> [Page text]:
****************

            Genesis 1:3-5 describe the first day of creation, first of the sequence of forms we find in this depiction of creation. The creation of day and night - through the activity of creating and separating light from primordial darkness - allows for the basic reckoning of time. 3God spoke light into existence. This simple statement suggests creation by a free, divine decision declaration. When creation separates itself from its origin, it does so to its own hurt, for it falls into falsehood and error. 4God saw that the light was good. The apparently senseless suffering of creatures and the entrance of evil in creation make it difficult to postulate a Creator who is both omnipotent and good. A belief in creation must assume that the work of creation is good and according to the will of God. The creation of light is in accord with the divine purpose. Suffering and evil will always cast doubt on the goodness of creation.[11] The primary doubt regards the goodness of the work of creation. Thus, each individual act of creation is in accord with the divine purpose and receives divine approval as “good,” with humans receiving special importance with the pronouncement of “very good” and as the conclusion of the whole work of creation in 2:2. The goodness of creation depends on humans and their being in accord with the divine purpose in creation. Of course, the opening chapters of Genesis show that the historical form and experience of humanity do not show the goodness that the creator ascribes to them.[12] 5God also separated the light from the darkness. God called the light Day, and the darkness he called Night. There was evening and there was morning, the first day. Time can commence. The works of God take place during the day and in the light. Light depends upon God for its existence and continuing presence. Light has no power generating from within itself. It derives its dignity and power from God. God grants time for that which God has made. Existing in time, it belongs at the side of God, expressing the affirmation of God and the possibility of God choosing it. God turned toward creation in gracious good pleasure. To have time is to allow finite things to exist in the presence of God. Created things live under the divine Yes, and thus receive divine preservation and shelter.
****************
> [Exercise tasks]:
**1)** In the commentary on Genesis 1:3-5, from what does light derive its dignity and power?
**2)** Carry on the commentary on Genesis 1:3-5 from its last sentence.
****************
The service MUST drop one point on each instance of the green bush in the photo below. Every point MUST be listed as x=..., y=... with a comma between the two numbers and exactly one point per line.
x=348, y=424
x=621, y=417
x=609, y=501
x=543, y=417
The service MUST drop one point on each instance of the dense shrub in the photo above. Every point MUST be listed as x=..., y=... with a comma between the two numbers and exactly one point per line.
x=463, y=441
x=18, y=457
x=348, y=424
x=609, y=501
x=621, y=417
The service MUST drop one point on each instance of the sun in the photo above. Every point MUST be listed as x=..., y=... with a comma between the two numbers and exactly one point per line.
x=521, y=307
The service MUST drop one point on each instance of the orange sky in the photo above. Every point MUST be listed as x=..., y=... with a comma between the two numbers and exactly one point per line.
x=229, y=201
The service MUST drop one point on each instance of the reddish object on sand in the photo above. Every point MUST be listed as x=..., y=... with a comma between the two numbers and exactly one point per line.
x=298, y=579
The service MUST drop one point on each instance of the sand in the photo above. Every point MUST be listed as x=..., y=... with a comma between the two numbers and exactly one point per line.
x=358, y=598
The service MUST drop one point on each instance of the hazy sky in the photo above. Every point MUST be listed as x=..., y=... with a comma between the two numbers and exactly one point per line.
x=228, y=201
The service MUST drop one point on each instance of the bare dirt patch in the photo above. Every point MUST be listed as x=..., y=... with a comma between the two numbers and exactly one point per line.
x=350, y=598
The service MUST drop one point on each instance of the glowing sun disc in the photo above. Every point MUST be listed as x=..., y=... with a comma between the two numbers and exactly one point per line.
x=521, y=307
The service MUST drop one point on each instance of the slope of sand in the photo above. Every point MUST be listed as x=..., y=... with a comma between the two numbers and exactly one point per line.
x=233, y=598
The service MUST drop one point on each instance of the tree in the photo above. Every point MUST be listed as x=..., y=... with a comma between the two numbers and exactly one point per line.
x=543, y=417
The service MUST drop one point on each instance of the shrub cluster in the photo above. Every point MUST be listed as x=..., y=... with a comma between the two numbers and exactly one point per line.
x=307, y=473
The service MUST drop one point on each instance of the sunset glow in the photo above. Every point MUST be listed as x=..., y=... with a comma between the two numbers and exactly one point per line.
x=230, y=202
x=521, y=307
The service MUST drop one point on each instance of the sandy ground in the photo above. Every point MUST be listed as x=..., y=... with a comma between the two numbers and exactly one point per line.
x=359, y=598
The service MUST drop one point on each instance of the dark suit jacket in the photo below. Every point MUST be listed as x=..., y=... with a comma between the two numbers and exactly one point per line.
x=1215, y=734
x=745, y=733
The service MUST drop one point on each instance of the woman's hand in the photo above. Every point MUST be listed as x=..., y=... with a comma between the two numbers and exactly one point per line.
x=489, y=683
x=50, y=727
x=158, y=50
****************
> [Answers for this exercise]:
**1)** From God.

**2)**
          Certain hymns capture some of the spirit of these few verses. “Morning has broken like the first morning,” wrote Eleanor Farjeon in 1931.  Maltbie D. Babcock (1901) wrote, “This is my Father’s world.” For him, “all nature sings, and round me rights, the music of the spheres.” The birds “declare their maker’s praise. Even if “the wrong seems oft so strong, God is the ruler yet.” Therefore, since “this is my Father’s world,” “I rest in the thought,” the Lord “speaks to me everywhere,” and “the Lord is king, let the earth be glad.”



[1] —Jim Keat, “Words Create Worlds,” Thirty Seconds or Less, February 28, 2014, http://thirtysecondsorless.net/words.

[2][Note: Some use the term "fragile planet Earth."  I cannot use this!  The planet has been here for about four billion years.  My guess is that it will be here another four billion years.  What is fragile is the human race.]  

[3] H. Paul Santmire in Interpretation, 45:366-379, 1991

[4] Pannenberg Systematic Theology Volume 2, 116.

[5] Pannenberg Systematic Theology Volume 2, 118-9.

[6] Pannenberg Systematic Theology, Volume 2, 122-3.

[7] (J.W. Rosenberg, HarperCollins Study Bible)

[8] (Terence E. Fretheim, "The Book of Genesis," The New Interpreter's Bible [Nashville: Abingdon Press, 1994], 356).

[9] (www.students.uiuc.edu/~ag-ho/chaos/chaos.html, June 22, 1999). 

[10]Pam Walatka, "Chaos in Everyday Life," 1996, www.wildhorses.com, June 22, 1999.

[11] Pannenberg, Systematic Theology Volume 2, 162-3.

[12] Pannenberg Systematic Theology Volume 2, 162-3.